RECORDED DATA:
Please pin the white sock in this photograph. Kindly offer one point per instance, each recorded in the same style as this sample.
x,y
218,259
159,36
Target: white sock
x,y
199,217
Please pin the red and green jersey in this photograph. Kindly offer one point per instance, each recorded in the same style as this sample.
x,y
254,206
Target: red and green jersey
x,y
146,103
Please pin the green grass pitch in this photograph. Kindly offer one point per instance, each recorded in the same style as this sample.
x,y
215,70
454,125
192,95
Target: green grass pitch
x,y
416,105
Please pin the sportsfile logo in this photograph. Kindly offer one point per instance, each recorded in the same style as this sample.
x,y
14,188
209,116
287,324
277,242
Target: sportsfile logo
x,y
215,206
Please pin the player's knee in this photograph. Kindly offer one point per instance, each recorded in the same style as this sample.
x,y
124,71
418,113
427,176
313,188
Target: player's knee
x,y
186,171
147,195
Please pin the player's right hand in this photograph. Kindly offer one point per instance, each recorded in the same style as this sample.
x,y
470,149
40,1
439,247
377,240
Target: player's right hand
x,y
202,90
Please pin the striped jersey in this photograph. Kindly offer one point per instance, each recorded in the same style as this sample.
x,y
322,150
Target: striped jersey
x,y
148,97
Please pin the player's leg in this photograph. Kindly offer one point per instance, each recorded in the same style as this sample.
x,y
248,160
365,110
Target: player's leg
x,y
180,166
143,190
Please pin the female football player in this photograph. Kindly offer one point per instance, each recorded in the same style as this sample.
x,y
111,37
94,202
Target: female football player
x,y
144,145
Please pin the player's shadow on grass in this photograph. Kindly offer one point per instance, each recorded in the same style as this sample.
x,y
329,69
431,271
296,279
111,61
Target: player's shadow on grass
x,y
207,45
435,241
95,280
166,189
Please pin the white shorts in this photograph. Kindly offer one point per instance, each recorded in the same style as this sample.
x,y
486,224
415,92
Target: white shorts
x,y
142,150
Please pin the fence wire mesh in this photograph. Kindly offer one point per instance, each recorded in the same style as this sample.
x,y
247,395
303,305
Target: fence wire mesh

STATED EXERCISE:
Please reproduce every record above with "pin" swapped for "mark", changing nothing else.

EXERCISE SOLUTION:
Please mark the white sock in this photograph. Kindly offer one point per instance, each recorded in the same style as this sample.
x,y
218,259
159,36
Target: white sock
x,y
199,217
Please mark the red and green jersey in this photograph. Kindly offer one point per instance, each recorded in the same style as this sample.
x,y
254,206
Target: red and green jersey
x,y
146,103
Please mark the green grass pitch in this photograph. Kindly offer one point per instance, each recorded in the same style as this sample.
x,y
215,70
454,125
192,95
Target: green grass pitch
x,y
416,105
Please mark the sportsfile logo in this photograph. Kindly offer one point per instance, each recorded in the same style as this sample.
x,y
14,188
209,116
287,324
277,242
Target: sportsfile logo
x,y
215,206
Please mark the player's knee in this photograph. Kindly offer one point per instance, each recorded in the same style as this sample.
x,y
124,71
418,113
427,176
313,188
Target: player's knee
x,y
186,171
147,195
Please mark the player's right hand in this photograph. Kindly offer one point per instance, each recorded in the same style as this sample.
x,y
470,149
40,1
439,247
377,240
Target: player's right hand
x,y
202,90
Please mark the striped jersey in this photograph. Kindly offer one point per instance, each recorded in the same style as this sample.
x,y
322,150
Target: striped jersey
x,y
148,97
Please mark the player's leg in this photograph. Kindly offer one point per instance, each recorded in the same style as this sample.
x,y
248,160
365,110
Target: player's leg
x,y
180,166
143,190
Please mark the female football player in this photograph. Kindly offer one point per instance, each recorded in the same style as this sample.
x,y
111,37
94,202
Target: female football player
x,y
144,145
Please mark the player's shadow on grass in this photograph. Kindly offer one point per instance, each recorded in the same style as this sample.
x,y
329,69
431,271
296,279
111,61
Target: player's shadow on grass
x,y
207,45
435,241
95,280
166,189
Please mark the white shorts in this photograph. Kindly offer one point per instance, each recorded in the same style as this sample.
x,y
486,224
415,92
Target: white shorts
x,y
142,150
Please mark the fence wire mesh in this photograph. Kindly offer one point per instance, each recorded in the same style as this sample.
x,y
247,395
303,305
Target: fence wire mesh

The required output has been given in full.